Transcribe the whole listing without a single picture.
►
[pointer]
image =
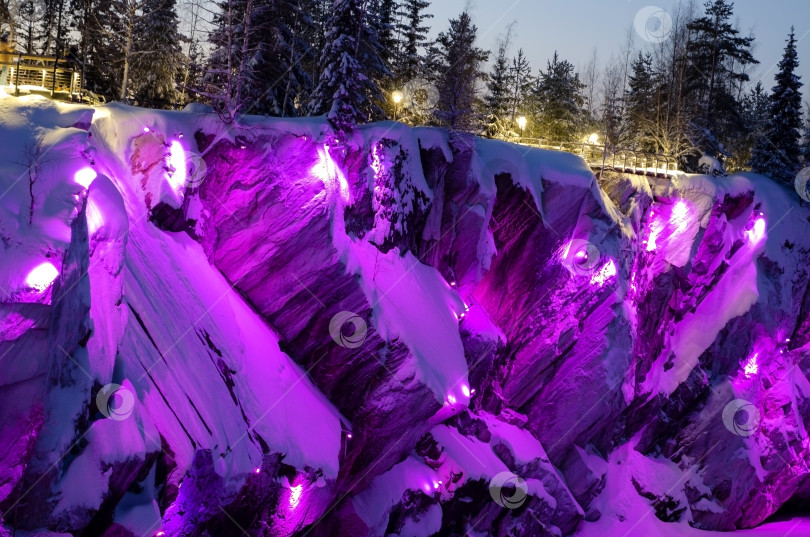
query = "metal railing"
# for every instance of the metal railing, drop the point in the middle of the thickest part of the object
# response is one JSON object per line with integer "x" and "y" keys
{"x": 58, "y": 75}
{"x": 602, "y": 157}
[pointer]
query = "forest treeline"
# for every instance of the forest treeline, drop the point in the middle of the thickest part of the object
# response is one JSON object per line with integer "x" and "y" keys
{"x": 687, "y": 93}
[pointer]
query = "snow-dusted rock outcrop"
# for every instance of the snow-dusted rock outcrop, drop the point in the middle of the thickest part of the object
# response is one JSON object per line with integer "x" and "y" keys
{"x": 271, "y": 329}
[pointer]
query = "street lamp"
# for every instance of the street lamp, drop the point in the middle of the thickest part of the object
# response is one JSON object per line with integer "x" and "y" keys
{"x": 522, "y": 124}
{"x": 397, "y": 97}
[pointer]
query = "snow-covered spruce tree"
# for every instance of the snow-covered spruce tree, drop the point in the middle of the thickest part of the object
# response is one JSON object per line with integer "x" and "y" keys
{"x": 496, "y": 102}
{"x": 276, "y": 74}
{"x": 156, "y": 57}
{"x": 756, "y": 109}
{"x": 257, "y": 64}
{"x": 456, "y": 64}
{"x": 520, "y": 84}
{"x": 53, "y": 26}
{"x": 347, "y": 91}
{"x": 776, "y": 153}
{"x": 99, "y": 51}
{"x": 717, "y": 58}
{"x": 640, "y": 98}
{"x": 559, "y": 101}
{"x": 412, "y": 33}
{"x": 804, "y": 148}
{"x": 385, "y": 18}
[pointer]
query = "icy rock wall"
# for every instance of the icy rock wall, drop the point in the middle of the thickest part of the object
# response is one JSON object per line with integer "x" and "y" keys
{"x": 359, "y": 334}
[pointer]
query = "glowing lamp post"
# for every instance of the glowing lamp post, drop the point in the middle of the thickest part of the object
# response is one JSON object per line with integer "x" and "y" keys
{"x": 397, "y": 97}
{"x": 521, "y": 124}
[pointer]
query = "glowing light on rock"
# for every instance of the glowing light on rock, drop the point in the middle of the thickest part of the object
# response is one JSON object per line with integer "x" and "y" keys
{"x": 295, "y": 495}
{"x": 95, "y": 218}
{"x": 757, "y": 232}
{"x": 85, "y": 176}
{"x": 751, "y": 366}
{"x": 604, "y": 274}
{"x": 680, "y": 211}
{"x": 177, "y": 162}
{"x": 42, "y": 276}
{"x": 655, "y": 231}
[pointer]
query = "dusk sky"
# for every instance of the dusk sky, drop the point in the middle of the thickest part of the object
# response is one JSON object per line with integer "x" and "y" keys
{"x": 575, "y": 27}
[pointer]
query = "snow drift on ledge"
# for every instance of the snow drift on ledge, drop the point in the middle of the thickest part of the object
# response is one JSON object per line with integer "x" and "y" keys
{"x": 270, "y": 329}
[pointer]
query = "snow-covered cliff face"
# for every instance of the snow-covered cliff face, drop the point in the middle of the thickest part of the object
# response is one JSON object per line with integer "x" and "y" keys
{"x": 267, "y": 330}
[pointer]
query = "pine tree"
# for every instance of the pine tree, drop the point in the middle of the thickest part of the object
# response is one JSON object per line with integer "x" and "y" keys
{"x": 497, "y": 100}
{"x": 226, "y": 73}
{"x": 96, "y": 21}
{"x": 156, "y": 57}
{"x": 350, "y": 61}
{"x": 456, "y": 64}
{"x": 641, "y": 102}
{"x": 412, "y": 38}
{"x": 520, "y": 82}
{"x": 275, "y": 69}
{"x": 559, "y": 101}
{"x": 776, "y": 152}
{"x": 756, "y": 109}
{"x": 805, "y": 145}
{"x": 385, "y": 16}
{"x": 717, "y": 58}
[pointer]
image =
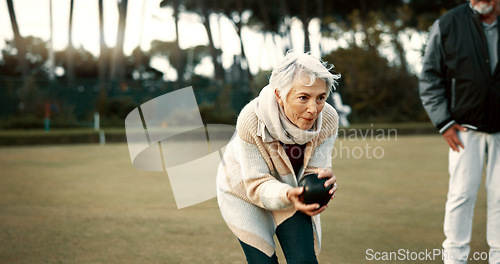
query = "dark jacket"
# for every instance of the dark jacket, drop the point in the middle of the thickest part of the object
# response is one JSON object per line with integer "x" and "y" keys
{"x": 456, "y": 83}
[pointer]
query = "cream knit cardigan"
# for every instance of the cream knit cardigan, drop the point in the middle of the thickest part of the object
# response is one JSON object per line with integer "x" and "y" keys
{"x": 254, "y": 176}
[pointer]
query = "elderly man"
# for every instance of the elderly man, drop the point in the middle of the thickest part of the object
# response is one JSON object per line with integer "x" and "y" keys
{"x": 460, "y": 90}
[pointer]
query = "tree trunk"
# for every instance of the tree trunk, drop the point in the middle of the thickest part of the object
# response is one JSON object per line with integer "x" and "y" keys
{"x": 178, "y": 60}
{"x": 239, "y": 26}
{"x": 305, "y": 23}
{"x": 70, "y": 65}
{"x": 103, "y": 49}
{"x": 286, "y": 11}
{"x": 117, "y": 62}
{"x": 18, "y": 40}
{"x": 218, "y": 69}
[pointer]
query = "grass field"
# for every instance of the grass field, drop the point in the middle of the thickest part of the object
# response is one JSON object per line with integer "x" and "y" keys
{"x": 88, "y": 204}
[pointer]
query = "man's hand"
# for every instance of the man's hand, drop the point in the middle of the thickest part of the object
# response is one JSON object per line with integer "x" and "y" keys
{"x": 451, "y": 137}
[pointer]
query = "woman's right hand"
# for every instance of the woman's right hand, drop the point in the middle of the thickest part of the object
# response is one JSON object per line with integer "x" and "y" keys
{"x": 308, "y": 209}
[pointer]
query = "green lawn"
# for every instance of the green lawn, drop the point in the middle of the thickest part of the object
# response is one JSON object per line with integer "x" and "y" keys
{"x": 88, "y": 204}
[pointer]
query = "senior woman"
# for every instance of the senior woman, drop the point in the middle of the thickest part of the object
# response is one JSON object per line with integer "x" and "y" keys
{"x": 286, "y": 132}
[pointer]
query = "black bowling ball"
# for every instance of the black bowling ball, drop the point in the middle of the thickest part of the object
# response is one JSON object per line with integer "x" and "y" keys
{"x": 314, "y": 190}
◄
* [Final result]
[pointer]
image =
query = "metal railing"
# for every instance of the metal railing, drop the point in the middle of the thickest part of the object
# response is one JSON object per line with integer "x" and "y" keys
{"x": 58, "y": 75}
{"x": 602, "y": 157}
[pointer]
query = "forest treeline"
# for every instance of the forest treeline, drop the point in the middle of the thickest part of the object
# response is one JSON object per line with integer "x" and "y" keys
{"x": 687, "y": 93}
[pointer]
query = "snow-dusted rock outcrop"
# for every instance of the snow-dusted rock outcrop, drop the point in the middle of the thickest part of the object
# response is one JSON object per line with integer "x" and "y" keys
{"x": 271, "y": 329}
[pointer]
query = "street lamp"
# for every instance of the street lamp, drop the point in the middle of the thickest part of the object
# response is one JSON object per line with integer "x" and "y" keys
{"x": 522, "y": 124}
{"x": 397, "y": 97}
[pointer]
query = "snow-covered spruce tree"
# for every instance of the snow-covered spruce tree, drop the point in the middle of the thickest part of the object
# response is one JSON object per line with integer "x" and "y" keys
{"x": 496, "y": 102}
{"x": 276, "y": 74}
{"x": 156, "y": 57}
{"x": 756, "y": 109}
{"x": 257, "y": 64}
{"x": 456, "y": 64}
{"x": 520, "y": 84}
{"x": 53, "y": 26}
{"x": 347, "y": 91}
{"x": 776, "y": 153}
{"x": 99, "y": 51}
{"x": 717, "y": 58}
{"x": 640, "y": 98}
{"x": 559, "y": 101}
{"x": 412, "y": 33}
{"x": 804, "y": 148}
{"x": 385, "y": 18}
[pointer]
query = "icy rock wall"
# for every instance of the icy rock wall, drop the point in the middle of the thickest part of the object
# response is one JSON object per line with integer "x" and "y" keys
{"x": 359, "y": 334}
[pointer]
query = "glowing lamp post"
# for every instance of the glowing lamp post, drop the point in the middle of the thickest part of the object
# response is one JSON object per line with integer "x" and "y" keys
{"x": 397, "y": 97}
{"x": 521, "y": 124}
[pointer]
query = "glowing light on rock"
# for every instance of the glowing light on rock, drop the point in the middle of the thickest part of the object
# response is one JSON object per line with integer "x" and "y" keys
{"x": 295, "y": 495}
{"x": 95, "y": 218}
{"x": 757, "y": 232}
{"x": 85, "y": 176}
{"x": 751, "y": 366}
{"x": 604, "y": 274}
{"x": 680, "y": 211}
{"x": 177, "y": 162}
{"x": 42, "y": 276}
{"x": 655, "y": 231}
[pointer]
query = "dusk sky"
# for every instance of the dusk sky, drop the point in the middle of the thickest part of the object
# response is one JSON object per line with integer "x" and "y" keys
{"x": 575, "y": 27}
[pointer]
query = "snow drift on ledge"
# for every instance of the snow drift on ledge, drop the point in the middle of the thickest part of the object
# response is one JSON object per line with integer "x" and "y" keys
{"x": 270, "y": 329}
[pointer]
query = "snow-covered cliff face"
# for every instance of the snow-covered cliff face, drop the point in the middle of the thickest part of the object
# response is one JSON object per line with integer "x" and "y" keys
{"x": 267, "y": 330}
[pointer]
query = "pine tree"
# for every instance of the pine tree, drop the point in the middle of the thickest part of the object
# response is one JSON object per line with integer "x" and "y" keys
{"x": 497, "y": 100}
{"x": 226, "y": 73}
{"x": 96, "y": 21}
{"x": 156, "y": 57}
{"x": 350, "y": 61}
{"x": 456, "y": 64}
{"x": 641, "y": 102}
{"x": 412, "y": 38}
{"x": 520, "y": 82}
{"x": 275, "y": 69}
{"x": 559, "y": 101}
{"x": 776, "y": 152}
{"x": 756, "y": 109}
{"x": 805, "y": 145}
{"x": 385, "y": 16}
{"x": 717, "y": 58}
[pointer]
image =
query = "dark jacket"
# for every instance of the dark jacket, drop the point in the middle of the thickest part of the object
# response is one JSON object per line with integer "x" and "y" keys
{"x": 456, "y": 83}
[pointer]
query = "cream knit cardigan"
# for every instance of the cream knit cardigan, drop the point in the middle of the thickest part of the object
# response is one JSON object per line with integer "x" and "y" keys
{"x": 254, "y": 176}
[pointer]
query = "elderly man"
# for every instance of the elderly man, drop the point in the middle of the thickest part of the object
# response is one JSON object per line with integer "x" and "y" keys
{"x": 460, "y": 90}
[pointer]
query = "tree trunk"
# for every instance of the tree trunk, drop the point in the middle of the thickest part of the object
# response is one JSON object per line with integer "x" and "y" keys
{"x": 178, "y": 60}
{"x": 239, "y": 26}
{"x": 305, "y": 23}
{"x": 70, "y": 65}
{"x": 103, "y": 49}
{"x": 286, "y": 11}
{"x": 117, "y": 62}
{"x": 18, "y": 40}
{"x": 218, "y": 69}
[pointer]
query = "grass field"
# for every instance of the grass field, drop the point in the middle of the thickest part of the object
# response is one JSON object per line with integer "x" and "y" keys
{"x": 88, "y": 204}
[pointer]
query = "man's hand"
# for every instance of the man's hand, drop the point in the middle of the thickest part of the object
# response is one JSON object per line with integer "x" and "y" keys
{"x": 451, "y": 137}
[pointer]
query = "woman's right hand"
# for every instance of the woman's right hand, drop the point in the middle of the thickest part of the object
# response is one JSON object per line with integer "x" and "y" keys
{"x": 308, "y": 209}
[pointer]
query = "green lawn"
# for every instance of the green lawn, drop the point in the middle of the thickest part of the object
# response is one JSON object per line with integer "x" and "y" keys
{"x": 88, "y": 204}
[pointer]
query = "senior woman"
# for every instance of the senior woman, drop the point in the middle of the thickest part of the object
# response is one JSON object per line with integer "x" and "y" keys
{"x": 286, "y": 132}
[pointer]
query = "black bowling ball"
# for every instance of the black bowling ball, drop the point in the middle of the thickest part of the object
# response is one JSON object per line with integer "x" and "y" keys
{"x": 314, "y": 190}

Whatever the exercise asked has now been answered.